__Task statement__:
Can you render the part that opens with the line containing "Objective — one point per instance of the black training" and runs through the last of the lines below as a JSON list of strings, one string per line with blank lines left out, and include nothing else?

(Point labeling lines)
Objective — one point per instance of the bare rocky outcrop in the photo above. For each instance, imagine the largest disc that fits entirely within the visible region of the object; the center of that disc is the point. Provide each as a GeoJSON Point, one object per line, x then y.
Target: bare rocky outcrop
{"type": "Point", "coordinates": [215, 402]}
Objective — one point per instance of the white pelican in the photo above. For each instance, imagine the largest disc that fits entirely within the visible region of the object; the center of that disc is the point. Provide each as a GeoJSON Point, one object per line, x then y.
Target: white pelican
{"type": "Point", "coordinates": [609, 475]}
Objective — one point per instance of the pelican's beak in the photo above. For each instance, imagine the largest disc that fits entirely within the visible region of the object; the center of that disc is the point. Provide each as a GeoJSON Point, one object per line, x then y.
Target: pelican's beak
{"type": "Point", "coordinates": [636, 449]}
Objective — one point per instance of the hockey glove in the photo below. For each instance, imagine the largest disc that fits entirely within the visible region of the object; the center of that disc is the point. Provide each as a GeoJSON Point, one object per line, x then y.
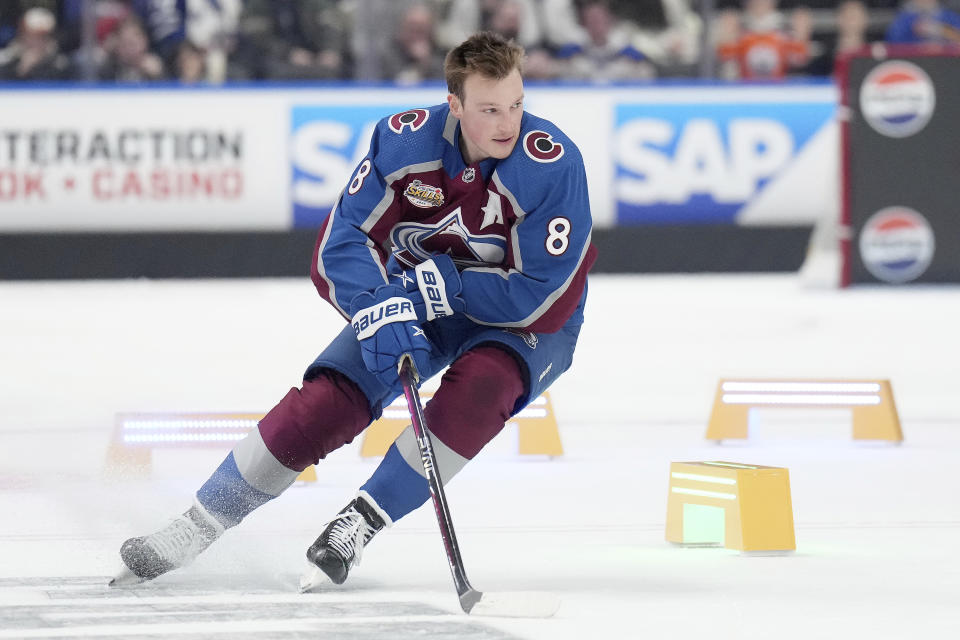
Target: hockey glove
{"type": "Point", "coordinates": [434, 287]}
{"type": "Point", "coordinates": [386, 326]}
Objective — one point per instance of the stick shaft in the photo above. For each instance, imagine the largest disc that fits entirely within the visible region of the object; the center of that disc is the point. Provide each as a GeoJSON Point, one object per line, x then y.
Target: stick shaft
{"type": "Point", "coordinates": [468, 595]}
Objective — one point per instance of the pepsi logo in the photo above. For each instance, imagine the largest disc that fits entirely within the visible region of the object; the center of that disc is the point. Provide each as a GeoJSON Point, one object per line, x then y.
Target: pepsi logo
{"type": "Point", "coordinates": [896, 244]}
{"type": "Point", "coordinates": [897, 99]}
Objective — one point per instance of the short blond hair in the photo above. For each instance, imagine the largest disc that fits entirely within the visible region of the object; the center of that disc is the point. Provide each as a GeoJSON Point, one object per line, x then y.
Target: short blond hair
{"type": "Point", "coordinates": [486, 53]}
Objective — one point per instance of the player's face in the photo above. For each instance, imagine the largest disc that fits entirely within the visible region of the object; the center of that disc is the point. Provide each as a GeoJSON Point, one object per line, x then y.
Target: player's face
{"type": "Point", "coordinates": [489, 115]}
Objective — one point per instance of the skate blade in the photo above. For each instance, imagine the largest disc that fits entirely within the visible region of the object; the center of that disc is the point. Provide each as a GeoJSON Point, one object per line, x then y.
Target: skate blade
{"type": "Point", "coordinates": [312, 578]}
{"type": "Point", "coordinates": [516, 604]}
{"type": "Point", "coordinates": [125, 578]}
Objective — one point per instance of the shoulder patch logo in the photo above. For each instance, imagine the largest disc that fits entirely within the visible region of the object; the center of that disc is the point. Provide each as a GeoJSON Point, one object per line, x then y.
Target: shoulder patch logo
{"type": "Point", "coordinates": [414, 119]}
{"type": "Point", "coordinates": [424, 195]}
{"type": "Point", "coordinates": [540, 146]}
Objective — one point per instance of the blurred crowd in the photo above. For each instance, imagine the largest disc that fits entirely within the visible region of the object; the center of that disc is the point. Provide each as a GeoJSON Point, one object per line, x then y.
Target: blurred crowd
{"type": "Point", "coordinates": [403, 41]}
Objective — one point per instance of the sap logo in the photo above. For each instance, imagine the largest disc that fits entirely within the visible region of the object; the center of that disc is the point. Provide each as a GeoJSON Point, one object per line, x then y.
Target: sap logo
{"type": "Point", "coordinates": [323, 154]}
{"type": "Point", "coordinates": [659, 164]}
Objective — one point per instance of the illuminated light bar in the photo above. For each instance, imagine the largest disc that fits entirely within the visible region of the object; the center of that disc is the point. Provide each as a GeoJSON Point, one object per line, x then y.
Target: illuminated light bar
{"type": "Point", "coordinates": [802, 387]}
{"type": "Point", "coordinates": [731, 465]}
{"type": "Point", "coordinates": [182, 437]}
{"type": "Point", "coordinates": [136, 435]}
{"type": "Point", "coordinates": [758, 517]}
{"type": "Point", "coordinates": [702, 478]}
{"type": "Point", "coordinates": [704, 494]}
{"type": "Point", "coordinates": [189, 424]}
{"type": "Point", "coordinates": [871, 403]}
{"type": "Point", "coordinates": [795, 398]}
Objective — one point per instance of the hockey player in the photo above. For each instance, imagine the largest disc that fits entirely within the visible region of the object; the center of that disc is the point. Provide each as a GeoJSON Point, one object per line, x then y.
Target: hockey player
{"type": "Point", "coordinates": [462, 239]}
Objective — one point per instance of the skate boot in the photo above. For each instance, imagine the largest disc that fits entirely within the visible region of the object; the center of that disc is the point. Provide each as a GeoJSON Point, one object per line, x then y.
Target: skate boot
{"type": "Point", "coordinates": [174, 546]}
{"type": "Point", "coordinates": [341, 544]}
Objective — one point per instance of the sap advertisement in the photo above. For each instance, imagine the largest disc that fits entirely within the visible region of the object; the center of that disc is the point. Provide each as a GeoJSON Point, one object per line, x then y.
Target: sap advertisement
{"type": "Point", "coordinates": [713, 160]}
{"type": "Point", "coordinates": [274, 159]}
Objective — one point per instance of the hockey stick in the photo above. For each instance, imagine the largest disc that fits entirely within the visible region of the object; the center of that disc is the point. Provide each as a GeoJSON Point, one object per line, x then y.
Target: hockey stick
{"type": "Point", "coordinates": [516, 604]}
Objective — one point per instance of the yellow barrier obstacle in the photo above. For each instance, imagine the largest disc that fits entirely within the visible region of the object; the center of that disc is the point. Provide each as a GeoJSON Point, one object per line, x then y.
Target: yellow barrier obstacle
{"type": "Point", "coordinates": [536, 428]}
{"type": "Point", "coordinates": [874, 411]}
{"type": "Point", "coordinates": [136, 435]}
{"type": "Point", "coordinates": [728, 504]}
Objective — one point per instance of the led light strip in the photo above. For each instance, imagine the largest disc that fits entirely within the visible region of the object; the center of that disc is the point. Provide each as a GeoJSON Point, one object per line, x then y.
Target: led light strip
{"type": "Point", "coordinates": [189, 424]}
{"type": "Point", "coordinates": [702, 478]}
{"type": "Point", "coordinates": [791, 398]}
{"type": "Point", "coordinates": [803, 387]}
{"type": "Point", "coordinates": [182, 437]}
{"type": "Point", "coordinates": [730, 464]}
{"type": "Point", "coordinates": [704, 494]}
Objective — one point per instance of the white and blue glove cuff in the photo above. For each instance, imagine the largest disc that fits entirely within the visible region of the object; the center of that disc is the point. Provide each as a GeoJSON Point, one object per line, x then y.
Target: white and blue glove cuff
{"type": "Point", "coordinates": [433, 289]}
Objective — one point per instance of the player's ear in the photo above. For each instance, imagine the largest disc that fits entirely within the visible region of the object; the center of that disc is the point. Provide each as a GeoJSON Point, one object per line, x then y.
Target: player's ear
{"type": "Point", "coordinates": [456, 107]}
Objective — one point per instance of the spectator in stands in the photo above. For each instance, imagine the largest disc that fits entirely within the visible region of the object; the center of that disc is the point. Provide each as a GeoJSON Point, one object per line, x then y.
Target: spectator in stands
{"type": "Point", "coordinates": [608, 54]}
{"type": "Point", "coordinates": [561, 25]}
{"type": "Point", "coordinates": [34, 54]}
{"type": "Point", "coordinates": [925, 21]}
{"type": "Point", "coordinates": [760, 44]}
{"type": "Point", "coordinates": [851, 22]}
{"type": "Point", "coordinates": [211, 35]}
{"type": "Point", "coordinates": [165, 23]}
{"type": "Point", "coordinates": [293, 40]}
{"type": "Point", "coordinates": [518, 18]}
{"type": "Point", "coordinates": [191, 65]}
{"type": "Point", "coordinates": [414, 56]}
{"type": "Point", "coordinates": [668, 33]}
{"type": "Point", "coordinates": [128, 55]}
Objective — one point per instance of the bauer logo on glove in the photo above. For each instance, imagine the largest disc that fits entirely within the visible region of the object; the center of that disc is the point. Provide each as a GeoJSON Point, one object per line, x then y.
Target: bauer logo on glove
{"type": "Point", "coordinates": [369, 320]}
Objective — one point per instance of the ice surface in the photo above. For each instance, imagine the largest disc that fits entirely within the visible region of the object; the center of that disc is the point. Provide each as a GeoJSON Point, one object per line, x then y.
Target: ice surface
{"type": "Point", "coordinates": [877, 526]}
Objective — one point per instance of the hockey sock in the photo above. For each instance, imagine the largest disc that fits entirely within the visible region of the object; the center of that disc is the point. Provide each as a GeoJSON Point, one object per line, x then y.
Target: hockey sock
{"type": "Point", "coordinates": [476, 396]}
{"type": "Point", "coordinates": [249, 477]}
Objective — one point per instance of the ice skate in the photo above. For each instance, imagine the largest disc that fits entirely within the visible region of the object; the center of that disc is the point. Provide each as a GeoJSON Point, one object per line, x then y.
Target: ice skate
{"type": "Point", "coordinates": [174, 546]}
{"type": "Point", "coordinates": [341, 544]}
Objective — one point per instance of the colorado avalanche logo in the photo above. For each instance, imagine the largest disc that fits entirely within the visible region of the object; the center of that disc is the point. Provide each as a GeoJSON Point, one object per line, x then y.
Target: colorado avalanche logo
{"type": "Point", "coordinates": [414, 243]}
{"type": "Point", "coordinates": [540, 146]}
{"type": "Point", "coordinates": [897, 99]}
{"type": "Point", "coordinates": [414, 119]}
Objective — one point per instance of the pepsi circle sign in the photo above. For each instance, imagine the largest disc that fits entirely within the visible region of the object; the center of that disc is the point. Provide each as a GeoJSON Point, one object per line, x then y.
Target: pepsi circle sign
{"type": "Point", "coordinates": [896, 244]}
{"type": "Point", "coordinates": [897, 99]}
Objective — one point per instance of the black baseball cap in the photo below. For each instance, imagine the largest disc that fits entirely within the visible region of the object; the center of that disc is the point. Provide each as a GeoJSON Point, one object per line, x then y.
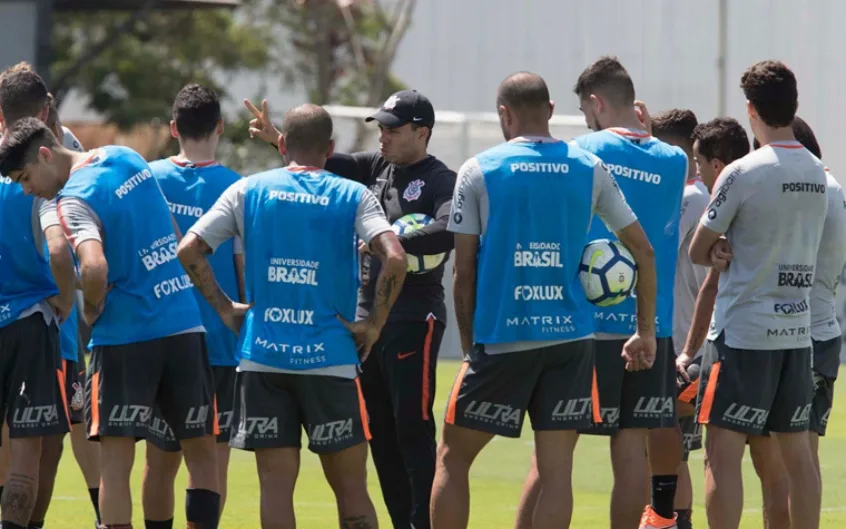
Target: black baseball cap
{"type": "Point", "coordinates": [406, 106]}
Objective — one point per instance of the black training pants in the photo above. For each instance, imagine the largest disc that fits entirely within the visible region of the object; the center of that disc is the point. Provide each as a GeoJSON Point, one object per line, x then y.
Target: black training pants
{"type": "Point", "coordinates": [398, 382]}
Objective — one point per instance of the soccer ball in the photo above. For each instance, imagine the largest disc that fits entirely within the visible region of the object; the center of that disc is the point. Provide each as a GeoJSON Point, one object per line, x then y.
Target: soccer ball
{"type": "Point", "coordinates": [418, 264]}
{"type": "Point", "coordinates": [607, 272]}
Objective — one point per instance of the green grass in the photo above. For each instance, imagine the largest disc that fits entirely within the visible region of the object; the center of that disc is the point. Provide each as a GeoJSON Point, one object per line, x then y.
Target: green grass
{"type": "Point", "coordinates": [495, 484]}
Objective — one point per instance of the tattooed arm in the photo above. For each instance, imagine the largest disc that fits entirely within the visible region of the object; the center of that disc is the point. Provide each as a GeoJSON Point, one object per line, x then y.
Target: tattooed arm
{"type": "Point", "coordinates": [464, 286]}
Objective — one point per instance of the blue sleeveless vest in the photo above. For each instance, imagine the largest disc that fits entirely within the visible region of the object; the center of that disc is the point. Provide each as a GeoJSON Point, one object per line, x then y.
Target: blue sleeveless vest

__Response to the exercise__:
[
  "Objective — one point per instance of the black training pants in the photo above. For each instance, imagine the largest disc that fits entirely within the visible region of the object; the center of that disc is the point. Provide each as a GeoJSON Point, one object per line, x then y.",
  "Target: black training pants",
  "{\"type\": \"Point\", \"coordinates\": [398, 382]}",
  "Objective — one point per instance of the soccer ball in the photo above. For each instance, imagine the largest disc that fits entirely within the visible region of the object; the center of that disc is the point. Provide each as a GeoJSON Point, one object per line, x then y.",
  "Target: soccer ball",
  "{\"type\": \"Point\", \"coordinates\": [418, 264]}",
  "{\"type\": \"Point\", \"coordinates\": [607, 272]}",
  "Objective — one point per instance of the green grass in the photo above. For each instance, imagine the largest disc that fits entirely within the visible region of the object; the center of that disc is the point. Provide each as a GeoJSON Point, one object per line, x then y.",
  "Target: green grass",
  "{\"type\": \"Point\", \"coordinates\": [495, 484]}",
  "Objective — one point per instance of the tattooed arm in the photo above. For each instance, imagine the largest disc that fits entirely within the visible region of the object; the center of that disc is the point. Provide each as a GeoJSON Point, one object per line, x then y.",
  "Target: tattooed arm",
  "{\"type\": \"Point\", \"coordinates\": [464, 286]}",
  "Objective — one point per instance of the blue sleeveless vest in the photo above. For each instance, imagine the largest disc that fits entirely within the visible region of the object; the center of that disc is the point. Provide each as a GeoJSON Point, one object per line, x then y.",
  "Target: blue sleeveless vest"
]